§ The problem
Exactly how many lines in this material contain the string "grader"? Reply with the number alone.

§ Supplied material
* * * *

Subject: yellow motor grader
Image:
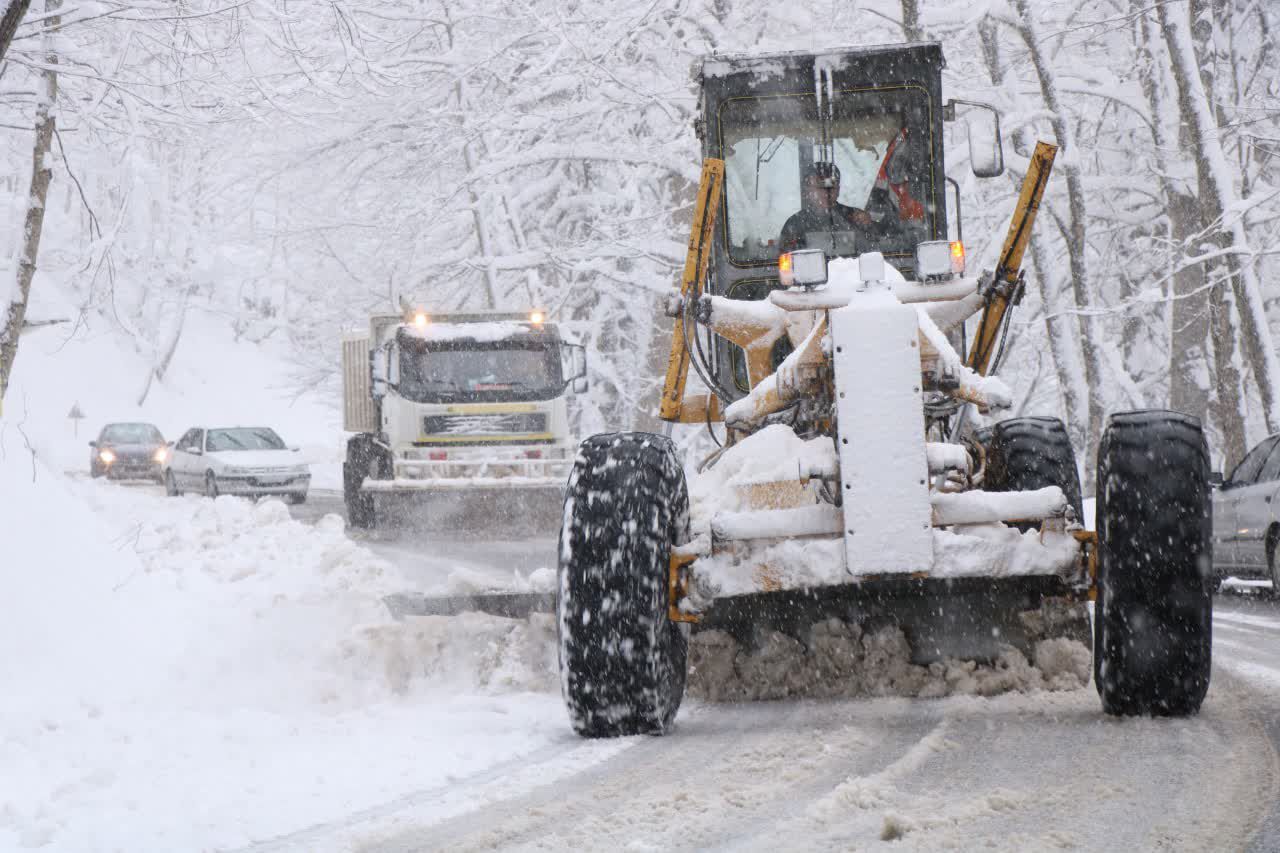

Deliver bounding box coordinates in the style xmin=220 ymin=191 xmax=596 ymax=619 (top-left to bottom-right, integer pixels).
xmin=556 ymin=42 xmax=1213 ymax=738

* * * *

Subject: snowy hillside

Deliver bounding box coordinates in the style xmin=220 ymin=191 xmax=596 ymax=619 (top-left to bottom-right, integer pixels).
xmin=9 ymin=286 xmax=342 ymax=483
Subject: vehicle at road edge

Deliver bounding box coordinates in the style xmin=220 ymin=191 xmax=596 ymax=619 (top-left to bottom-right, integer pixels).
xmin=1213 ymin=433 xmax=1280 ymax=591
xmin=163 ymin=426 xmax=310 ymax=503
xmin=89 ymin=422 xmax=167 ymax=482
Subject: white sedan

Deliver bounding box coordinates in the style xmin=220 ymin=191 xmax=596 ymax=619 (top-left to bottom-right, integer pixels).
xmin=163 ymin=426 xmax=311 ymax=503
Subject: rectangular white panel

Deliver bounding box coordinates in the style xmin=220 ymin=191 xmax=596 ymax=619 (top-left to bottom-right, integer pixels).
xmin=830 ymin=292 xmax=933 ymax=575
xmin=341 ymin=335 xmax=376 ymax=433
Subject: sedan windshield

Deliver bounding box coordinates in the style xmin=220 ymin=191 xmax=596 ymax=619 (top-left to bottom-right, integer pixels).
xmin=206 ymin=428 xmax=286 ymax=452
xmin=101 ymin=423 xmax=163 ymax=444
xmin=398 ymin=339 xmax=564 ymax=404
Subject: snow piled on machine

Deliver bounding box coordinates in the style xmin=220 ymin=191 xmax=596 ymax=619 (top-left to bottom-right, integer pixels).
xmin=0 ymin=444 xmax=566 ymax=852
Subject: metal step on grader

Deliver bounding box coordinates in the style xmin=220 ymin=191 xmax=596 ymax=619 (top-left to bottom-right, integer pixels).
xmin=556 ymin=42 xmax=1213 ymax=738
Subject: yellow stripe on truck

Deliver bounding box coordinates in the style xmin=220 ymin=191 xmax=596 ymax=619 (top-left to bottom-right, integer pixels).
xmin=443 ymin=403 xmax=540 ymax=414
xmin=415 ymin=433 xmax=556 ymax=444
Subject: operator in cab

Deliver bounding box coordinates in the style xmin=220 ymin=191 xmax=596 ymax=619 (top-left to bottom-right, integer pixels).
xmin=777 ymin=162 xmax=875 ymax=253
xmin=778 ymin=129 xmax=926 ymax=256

* * * *

§ Answer to the problem
2